begin Record extracts
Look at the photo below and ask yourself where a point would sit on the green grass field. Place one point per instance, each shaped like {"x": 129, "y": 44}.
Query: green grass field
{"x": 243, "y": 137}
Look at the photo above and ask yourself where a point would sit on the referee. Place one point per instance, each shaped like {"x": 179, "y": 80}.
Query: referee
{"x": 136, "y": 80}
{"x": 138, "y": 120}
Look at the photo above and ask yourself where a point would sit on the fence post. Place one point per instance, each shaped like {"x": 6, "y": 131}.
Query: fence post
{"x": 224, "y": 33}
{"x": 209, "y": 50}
end Record extracts
begin Record extracts
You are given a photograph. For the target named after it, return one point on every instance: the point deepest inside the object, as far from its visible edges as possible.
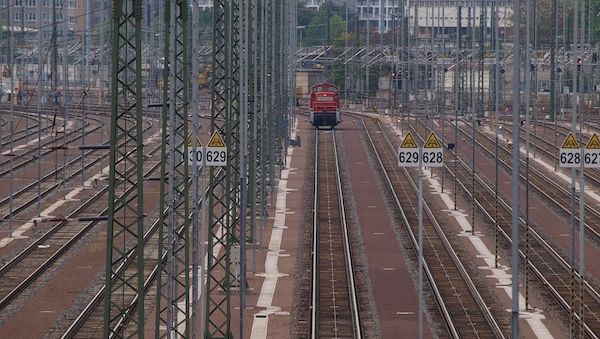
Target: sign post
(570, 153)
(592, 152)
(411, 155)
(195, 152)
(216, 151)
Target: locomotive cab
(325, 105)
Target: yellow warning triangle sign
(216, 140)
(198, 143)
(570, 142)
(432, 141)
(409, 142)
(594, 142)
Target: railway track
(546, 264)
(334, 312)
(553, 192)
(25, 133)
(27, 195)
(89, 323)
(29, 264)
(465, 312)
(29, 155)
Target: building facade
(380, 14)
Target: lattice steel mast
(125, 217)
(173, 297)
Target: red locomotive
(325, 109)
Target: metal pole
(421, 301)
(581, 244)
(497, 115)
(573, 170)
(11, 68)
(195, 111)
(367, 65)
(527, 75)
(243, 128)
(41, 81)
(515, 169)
end Record extracts
begin Record extracts
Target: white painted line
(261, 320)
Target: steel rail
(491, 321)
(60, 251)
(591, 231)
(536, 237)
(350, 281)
end Record extracts
* What is expected: Count the lines in the entries above that contain the string "referee", and reply with the number alone.

* Task output: 2